[Text section]:
● ● ● ● ● ● ●

Murali Krishna is a 1964 Telugu-language drama film, produced by V. Venkateswarlu under the Padmasri Pictures banner and directed by P. Pullaiah. It stars Akkineni Nageswara Rao and Jamuna, with music composed by Master Venu.

Plot
Murali (Jamuna) is the only daughter of retired army officer Bhayankar (S. V. Ranga Rao). She falls in love with young and energetic Dr. Krishna (Akkineni Nageswara Rao) and they marry. Murali is impressed by a self-portrait painted by Kantam (Haranath); mistaking him as a woman Murali keeps in contact with him through letters. Surprisingly, one day, Murali gets a letter from him declaring himself a man called Laxmikantam and that he is in love with her. At that moment, Murali's best friend Srilatha (Sharada) tells her to end the matter but she decides to undergo a Srilatha marriage with Kantam. The act makes Murali's life miserable; unfortunately, Kantham is a friend of Krishna and, on learning of the love affair and realising the girl is his wife, he decides to unite them by sacrificing his love.  He quietly serves divorce papers to Murali and leaves the city. Murali collapses and she realizes the truth through Kantam's letter. Nevertheless, she requests Srilatha to marry Kantam and moves to her father Bhayankar's house where she faces his bereavement. In the meantime, Srilatha marries Kantham by narrating him the entire story. On the other side, Krishna establishes a hospital at a remote village and everyone in that area credits him for his amiable nature. Once the Village Zamindar Raghuramaiah (Gummadi) is admitted in the hospital in a serious condition when Krishna saves him. Poornima (Geetanjali) daughter of Zamindar, is a widow loves Krishna. Fortunately, alone Murali lands as a nurse in the nearby town hospital by the name Karuna. Murali & Poornima get acquaintance with each other and becomes good friends. Murali understands Poornima's feeling, she wants to fix her alliance with Krishna without knowing the reality and she too convinces Raghuramaiah. Now Murali steps to talk with Krishna where she gets shocked by seeing him, even though she decides to do so the act. Murali leaves a letter to Krishna regarding the matter and leaves the village. Here Krishna recognizes her handwriting and immediately rushes for her. Eventually, Kantham & Srilatha finds out Krishna's address, reaches there and reveals the truth. Meanwhile, Murali meets with an accident and she has been brought to Krishna's hospital. Dismayed Krishna not able to perform the surgery, Poornima motivates him where he stands up with courage and saves Murali.

● ● ● ● ● ● ●

[Activity A]: Echo the passage of the Murali Krishna summary from "Murali Krishna is" up to and including "by Master Venu.".
[Activity B]: According to the Murali Krishna summary, why does Murali keep in contact with Kantam through letters?

[Data provided]:
● ● ● ● ● ● ●

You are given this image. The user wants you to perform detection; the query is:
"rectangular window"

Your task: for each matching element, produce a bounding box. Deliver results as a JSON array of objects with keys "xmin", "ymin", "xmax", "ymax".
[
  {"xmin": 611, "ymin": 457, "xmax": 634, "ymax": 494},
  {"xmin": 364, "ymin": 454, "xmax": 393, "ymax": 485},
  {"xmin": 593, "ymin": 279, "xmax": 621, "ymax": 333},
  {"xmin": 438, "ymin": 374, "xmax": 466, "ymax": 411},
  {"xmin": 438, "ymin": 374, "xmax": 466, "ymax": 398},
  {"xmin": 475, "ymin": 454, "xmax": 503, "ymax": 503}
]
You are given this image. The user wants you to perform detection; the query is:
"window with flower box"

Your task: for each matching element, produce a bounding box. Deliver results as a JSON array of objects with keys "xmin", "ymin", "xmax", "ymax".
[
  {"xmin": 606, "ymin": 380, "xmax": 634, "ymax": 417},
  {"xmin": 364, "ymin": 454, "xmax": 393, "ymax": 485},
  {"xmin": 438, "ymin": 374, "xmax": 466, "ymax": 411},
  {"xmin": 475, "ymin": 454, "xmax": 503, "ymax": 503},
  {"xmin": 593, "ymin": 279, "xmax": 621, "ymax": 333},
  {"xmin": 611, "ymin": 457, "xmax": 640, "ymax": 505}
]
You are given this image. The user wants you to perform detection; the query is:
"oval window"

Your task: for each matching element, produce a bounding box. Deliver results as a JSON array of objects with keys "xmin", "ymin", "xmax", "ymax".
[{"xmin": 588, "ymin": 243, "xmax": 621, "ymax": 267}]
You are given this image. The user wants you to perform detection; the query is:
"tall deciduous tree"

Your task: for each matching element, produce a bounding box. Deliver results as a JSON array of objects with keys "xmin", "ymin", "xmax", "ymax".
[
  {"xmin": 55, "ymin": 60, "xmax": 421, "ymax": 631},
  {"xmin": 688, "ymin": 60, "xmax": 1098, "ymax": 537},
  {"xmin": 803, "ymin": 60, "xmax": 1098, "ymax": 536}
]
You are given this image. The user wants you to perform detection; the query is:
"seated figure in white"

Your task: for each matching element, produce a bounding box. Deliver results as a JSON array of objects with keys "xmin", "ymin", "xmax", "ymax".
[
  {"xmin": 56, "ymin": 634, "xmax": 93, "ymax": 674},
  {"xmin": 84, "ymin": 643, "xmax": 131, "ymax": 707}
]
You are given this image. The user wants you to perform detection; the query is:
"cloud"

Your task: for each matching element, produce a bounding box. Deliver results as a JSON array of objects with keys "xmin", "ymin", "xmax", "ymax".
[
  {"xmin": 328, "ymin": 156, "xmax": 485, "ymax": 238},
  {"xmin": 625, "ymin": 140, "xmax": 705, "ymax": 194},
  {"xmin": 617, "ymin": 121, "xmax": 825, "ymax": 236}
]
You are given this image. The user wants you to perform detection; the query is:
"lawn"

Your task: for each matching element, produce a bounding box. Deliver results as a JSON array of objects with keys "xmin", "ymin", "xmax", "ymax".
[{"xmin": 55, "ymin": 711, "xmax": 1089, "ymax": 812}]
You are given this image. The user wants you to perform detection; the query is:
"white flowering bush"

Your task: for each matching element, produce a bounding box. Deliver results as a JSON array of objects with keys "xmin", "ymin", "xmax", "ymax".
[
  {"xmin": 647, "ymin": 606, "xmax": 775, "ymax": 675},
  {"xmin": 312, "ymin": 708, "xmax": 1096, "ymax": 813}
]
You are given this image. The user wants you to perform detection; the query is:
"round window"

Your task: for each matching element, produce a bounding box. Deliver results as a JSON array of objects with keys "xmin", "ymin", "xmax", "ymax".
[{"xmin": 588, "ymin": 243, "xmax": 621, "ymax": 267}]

● ● ● ● ● ● ●

[Exercise output A]:
Murali Krishna is a 1964 Telugu-language drama film, produced by V. Venkateswarlu under the Padmasri Pictures banner and directed by P. Pullaiah. It stars Akkineni Nageswara Rao and Jamuna, with music composed by Master Venu.

[Exercise output B]: Murali is impressed by a self-portrait painted by Kantam. She mistakes him for a woman and keeps writing to him.